Start of Data for review

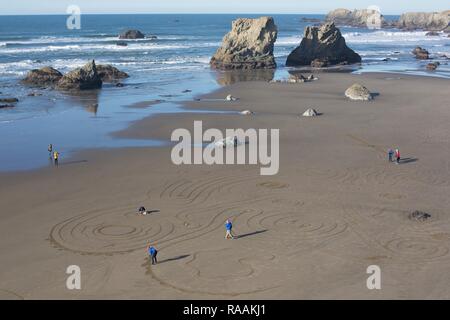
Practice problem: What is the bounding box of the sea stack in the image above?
[119,29,145,39]
[57,60,102,90]
[398,11,450,31]
[286,22,361,67]
[325,8,387,28]
[210,17,278,70]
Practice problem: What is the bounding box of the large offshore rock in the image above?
[57,60,102,90]
[398,11,450,31]
[286,22,361,67]
[22,67,63,86]
[326,8,388,28]
[210,17,278,70]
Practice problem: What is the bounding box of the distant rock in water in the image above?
[398,11,449,31]
[96,64,129,82]
[412,47,430,60]
[325,8,388,28]
[345,83,373,101]
[425,31,440,36]
[22,67,63,86]
[0,104,15,109]
[0,97,19,103]
[286,22,361,67]
[119,29,145,39]
[116,41,128,47]
[57,60,102,90]
[426,62,440,70]
[210,17,278,70]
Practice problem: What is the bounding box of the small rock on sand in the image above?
[409,210,431,222]
[302,108,320,117]
[345,83,373,101]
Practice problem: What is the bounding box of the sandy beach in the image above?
[1,71,449,299]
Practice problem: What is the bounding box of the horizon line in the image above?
[0,11,407,16]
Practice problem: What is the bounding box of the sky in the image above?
[0,0,448,15]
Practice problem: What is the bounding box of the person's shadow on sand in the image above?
[399,157,418,164]
[236,230,267,239]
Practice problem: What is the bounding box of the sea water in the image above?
[0,14,449,171]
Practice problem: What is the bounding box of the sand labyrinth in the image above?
[49,205,176,255]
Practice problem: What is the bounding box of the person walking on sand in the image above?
[225,219,234,239]
[395,149,401,164]
[53,151,59,166]
[48,144,53,158]
[388,148,394,162]
[148,245,158,265]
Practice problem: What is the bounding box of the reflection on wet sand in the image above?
[63,89,101,115]
[213,69,275,86]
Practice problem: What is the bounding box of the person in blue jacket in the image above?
[225,219,234,239]
[147,245,158,265]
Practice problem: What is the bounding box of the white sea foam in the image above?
[343,30,450,44]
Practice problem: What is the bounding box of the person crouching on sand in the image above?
[395,149,401,164]
[148,245,158,265]
[225,219,234,239]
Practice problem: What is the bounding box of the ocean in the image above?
[0,14,449,171]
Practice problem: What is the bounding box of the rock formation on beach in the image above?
[96,64,129,82]
[286,22,361,67]
[119,29,145,39]
[210,17,278,70]
[57,60,102,90]
[22,67,63,86]
[398,11,450,31]
[325,8,388,28]
[345,83,373,101]
[412,47,430,60]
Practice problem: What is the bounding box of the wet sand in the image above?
[1,72,450,299]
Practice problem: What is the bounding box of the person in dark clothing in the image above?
[388,149,394,162]
[148,245,158,265]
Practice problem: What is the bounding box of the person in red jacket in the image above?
[395,149,400,164]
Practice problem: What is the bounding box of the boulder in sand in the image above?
[57,60,102,90]
[22,67,63,86]
[240,110,254,115]
[412,46,430,59]
[96,64,129,82]
[286,22,361,67]
[302,108,320,117]
[409,210,432,222]
[345,83,373,101]
[119,30,145,39]
[210,17,278,70]
[226,94,238,101]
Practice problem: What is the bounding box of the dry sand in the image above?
[1,72,450,299]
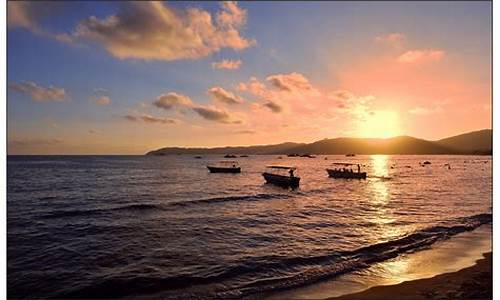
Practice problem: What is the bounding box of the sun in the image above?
[358,110,401,138]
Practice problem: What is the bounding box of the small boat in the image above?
[287,154,299,157]
[345,153,356,157]
[194,156,202,159]
[422,161,431,165]
[207,161,241,173]
[224,154,237,158]
[326,163,366,179]
[262,166,300,188]
[300,154,316,158]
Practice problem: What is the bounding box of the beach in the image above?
[330,252,492,300]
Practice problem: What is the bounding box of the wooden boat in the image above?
[194,156,202,159]
[224,154,237,158]
[207,161,241,173]
[326,163,366,179]
[300,154,316,158]
[287,154,299,157]
[345,153,356,157]
[262,166,300,187]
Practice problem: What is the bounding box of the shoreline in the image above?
[329,252,492,300]
[265,224,491,300]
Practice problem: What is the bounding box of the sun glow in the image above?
[358,110,401,138]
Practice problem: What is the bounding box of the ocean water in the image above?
[7,155,492,299]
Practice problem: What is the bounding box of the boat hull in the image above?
[207,166,241,173]
[262,172,300,187]
[326,169,366,179]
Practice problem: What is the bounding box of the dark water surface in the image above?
[7,155,492,299]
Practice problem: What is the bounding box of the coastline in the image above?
[265,224,491,300]
[329,252,492,300]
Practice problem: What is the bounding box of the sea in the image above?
[7,155,492,299]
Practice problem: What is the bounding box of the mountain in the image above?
[436,129,492,154]
[283,136,453,155]
[146,142,303,156]
[146,129,492,155]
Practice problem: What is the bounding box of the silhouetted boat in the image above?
[224,154,237,158]
[300,154,316,158]
[262,166,300,187]
[345,153,356,157]
[326,163,366,179]
[287,154,299,157]
[194,156,202,159]
[207,161,241,173]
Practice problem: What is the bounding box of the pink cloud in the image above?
[397,49,445,64]
[212,59,242,70]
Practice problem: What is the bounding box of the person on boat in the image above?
[357,165,360,173]
[289,169,295,177]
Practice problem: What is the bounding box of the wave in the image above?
[40,193,293,219]
[53,213,492,299]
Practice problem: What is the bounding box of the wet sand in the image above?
[329,252,492,300]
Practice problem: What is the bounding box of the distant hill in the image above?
[146,129,492,155]
[436,129,492,154]
[283,136,453,155]
[146,142,303,156]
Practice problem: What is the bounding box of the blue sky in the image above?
[7,1,491,154]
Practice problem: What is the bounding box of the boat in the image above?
[194,156,202,159]
[300,154,316,158]
[262,166,300,188]
[224,154,237,158]
[207,161,241,173]
[326,163,366,179]
[287,154,299,157]
[345,153,356,157]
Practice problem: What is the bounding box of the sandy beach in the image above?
[329,252,492,300]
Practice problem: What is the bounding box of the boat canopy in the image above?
[266,165,296,170]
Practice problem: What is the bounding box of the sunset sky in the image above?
[7,1,491,154]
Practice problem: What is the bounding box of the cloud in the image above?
[124,114,179,124]
[409,104,444,115]
[329,90,354,101]
[266,72,313,92]
[192,105,242,124]
[208,87,244,105]
[93,96,111,105]
[88,129,101,134]
[233,129,256,134]
[63,1,255,61]
[153,92,194,110]
[8,2,64,32]
[375,33,405,46]
[212,59,242,70]
[8,138,64,147]
[397,49,445,64]
[9,81,67,102]
[263,101,283,113]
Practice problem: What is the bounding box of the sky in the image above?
[7,1,492,154]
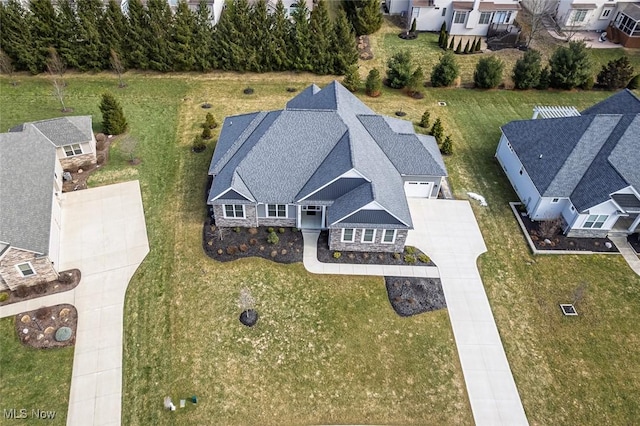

End of Data for review

Return all of the lines above without alteration, minus the pictures.

- Output:
Practice problem: What is the bounding box of the sea stack in the image above?
[119,29,145,39]
[57,60,102,90]
[398,11,450,31]
[286,22,361,67]
[325,8,387,28]
[210,17,278,70]
Practice problem: What is the bounding box of the large offshore rock in the image above?
[57,60,102,90]
[398,11,450,31]
[286,22,361,67]
[22,67,63,86]
[326,8,388,28]
[210,17,278,70]
Practice problem: What is the bounding box of the distant rock in water in the image above?
[398,11,449,31]
[96,64,129,82]
[412,47,430,60]
[325,8,388,28]
[345,83,373,101]
[425,31,440,36]
[22,67,63,86]
[0,104,15,109]
[0,97,19,103]
[286,22,361,67]
[119,29,145,39]
[116,41,128,47]
[57,60,102,90]
[426,62,440,70]
[210,17,278,70]
Practice problem: What is the bounding box of the small rock on sand in the image above?
[409,210,431,222]
[302,108,320,117]
[345,83,373,101]
Practice problem: What is the bounding box of the sandy beach in the image above?
[1,71,449,299]
Practice problem: What is the bounding box of the horizon line in the image above?
[0,11,407,16]
Practice problem: What is the bounding box of the sky in the image above?
[0,0,448,15]
Practice problem: What is the bounding box of the person's shadow on sand in the image above?
[399,157,418,164]
[236,230,267,239]
Practice problem: What is the bounding box of the sea water in the image above?
[0,14,449,171]
Practice problem: What is the bounding box of the sand labyrinth in the image above?
[49,205,176,255]
Practice problem: What is the bounding box of the person walking on sand in the image above?
[225,219,234,239]
[395,149,401,164]
[53,151,59,166]
[48,144,53,158]
[388,148,394,162]
[148,245,158,265]
Practice problem: What is the bounding box of the reflection on wet sand in the image above?
[63,89,101,115]
[213,69,275,86]
Practice problem: What is the bounding box of the person in blue jacket in the image above?
[225,219,234,239]
[147,245,158,265]
Practice problem: What is the bounding box of the white sea foam in the image above?
[343,30,450,44]
Practice problem: What is the bounding box of the person crouching on sand in the image above?
[395,149,401,164]
[148,245,158,265]
[225,219,234,239]
Practice problem: What is the bounding box of the ocean in the image above?
[0,14,449,171]
Practice problem: What is the bounding box of the rock formation on beach in the image above?
[96,64,129,82]
[286,22,361,67]
[119,29,145,39]
[210,17,278,70]
[57,60,102,90]
[22,67,63,86]
[398,11,450,31]
[325,8,388,28]
[345,83,373,101]
[412,47,430,60]
Practice problem: What is the bounding box of the wet sand in the image above?
[1,72,450,299]
Practice problem: What is the bounding box of the person in dark clothing in the image above?
[388,149,394,162]
[148,245,158,265]
Practice problem: What is the bounding box of the person in red jacket in the image above?
[395,149,400,164]
Practice problem: What is the bounding box of the boulder in sand in the image above?
[57,60,102,90]
[22,67,63,86]
[240,110,254,115]
[412,46,430,59]
[96,64,129,82]
[286,22,361,67]
[302,108,320,117]
[409,210,432,222]
[345,83,373,101]
[119,30,145,39]
[210,17,278,70]
[226,94,238,101]
Practice problem: What is the bounding box of the dry sand in the image above?
[1,72,450,299]
Practice problem: What is the bounding box of the sun in the image above?
[358,110,401,138]
Practice problem: What is the bounding box of the small boat in the image above?
[287,154,299,157]
[345,153,356,157]
[194,156,202,159]
[422,161,431,165]
[207,161,241,173]
[224,154,237,158]
[326,163,366,179]
[262,166,300,188]
[300,154,316,158]
Practice problem: What is the bounding box of the beach in the image above?
[330,252,492,300]
Practice problem: What is the bounding box of the wooden boat in the image above?
[194,156,202,159]
[224,154,237,158]
[207,161,241,173]
[326,163,366,179]
[300,154,316,158]
[287,154,299,157]
[345,153,356,157]
[262,166,300,187]
Practice problem: What is the bounding box of the shoreline in the image above?
[329,252,492,300]
[265,224,491,300]
Practice problem: What is the bounding box of the sun glow in the image above?
[358,110,401,138]
Practice problem: What is the bounding box of the ocean water in the image above?
[7,155,492,299]
Practice problem: What is the bounding box of the boat hull in the image above?
[207,166,241,173]
[262,172,300,187]
[326,169,366,179]
Practice problem: What is the bounding box of the dark water surface in the image above?
[7,155,492,299]
Practice problem: What is the bounding box of the coastline in the image above?
[265,224,491,300]
[329,252,492,300]
Practice problem: What is the bounding box of the sea in the image above?
[7,155,492,299]
Practice problem: What is the bounding box of the mountain in the image above?
[436,129,492,154]
[283,136,453,155]
[146,142,303,156]
[146,129,492,155]
Practice problem: What is the bounding box of the silhouetted boat in the image above?
[224,154,237,158]
[300,154,316,158]
[262,166,300,187]
[345,153,356,157]
[326,163,366,179]
[287,154,299,157]
[194,156,202,159]
[207,161,241,173]
Practice problem: What is the bounding box of the pink cloud in the image above?
[397,49,445,64]
[212,59,242,70]
Practice problem: What is the bounding box of the person on boat in the image above?
[357,165,360,173]
[289,169,295,177]
Practice problem: What is the bounding box of the wave in the image above?
[40,193,293,219]
[53,213,492,299]
Practice problem: What is the bounding box of the wet sand in the image above?
[329,252,492,300]
Practice problem: What is the bounding box of the distant hill in the image above?
[146,129,492,155]
[436,129,492,154]
[283,136,453,155]
[146,142,303,156]
Practice problem: What is the bounding box of the blue sky in the image above?
[7,1,491,154]
Practice problem: What is the bounding box of the boat in the image above?
[194,156,202,159]
[300,154,316,158]
[262,166,300,188]
[224,154,237,158]
[207,161,241,173]
[326,163,366,179]
[287,154,299,157]
[345,153,356,157]
Practice problem: What is the bounding box of the sandy beach in the image above?
[329,252,492,300]
Practice problem: What is the bounding box of the boat canopy in the image above?
[266,165,296,170]
Practice problem: What is the bounding box of the sunset sky in the image above?
[7,1,491,154]
Practice problem: What is the bounding box of the cloud in the image above?
[124,114,179,124]
[409,104,444,115]
[329,90,354,101]
[266,72,313,92]
[192,105,242,124]
[208,87,244,105]
[93,96,111,105]
[88,129,101,134]
[233,129,256,134]
[63,1,255,61]
[153,92,194,110]
[8,2,64,32]
[375,33,405,46]
[212,59,242,70]
[8,138,64,147]
[397,49,445,64]
[9,81,67,102]
[263,101,283,113]
Practice problem: What is the bounding box of the sky in the image above?
[7,1,492,154]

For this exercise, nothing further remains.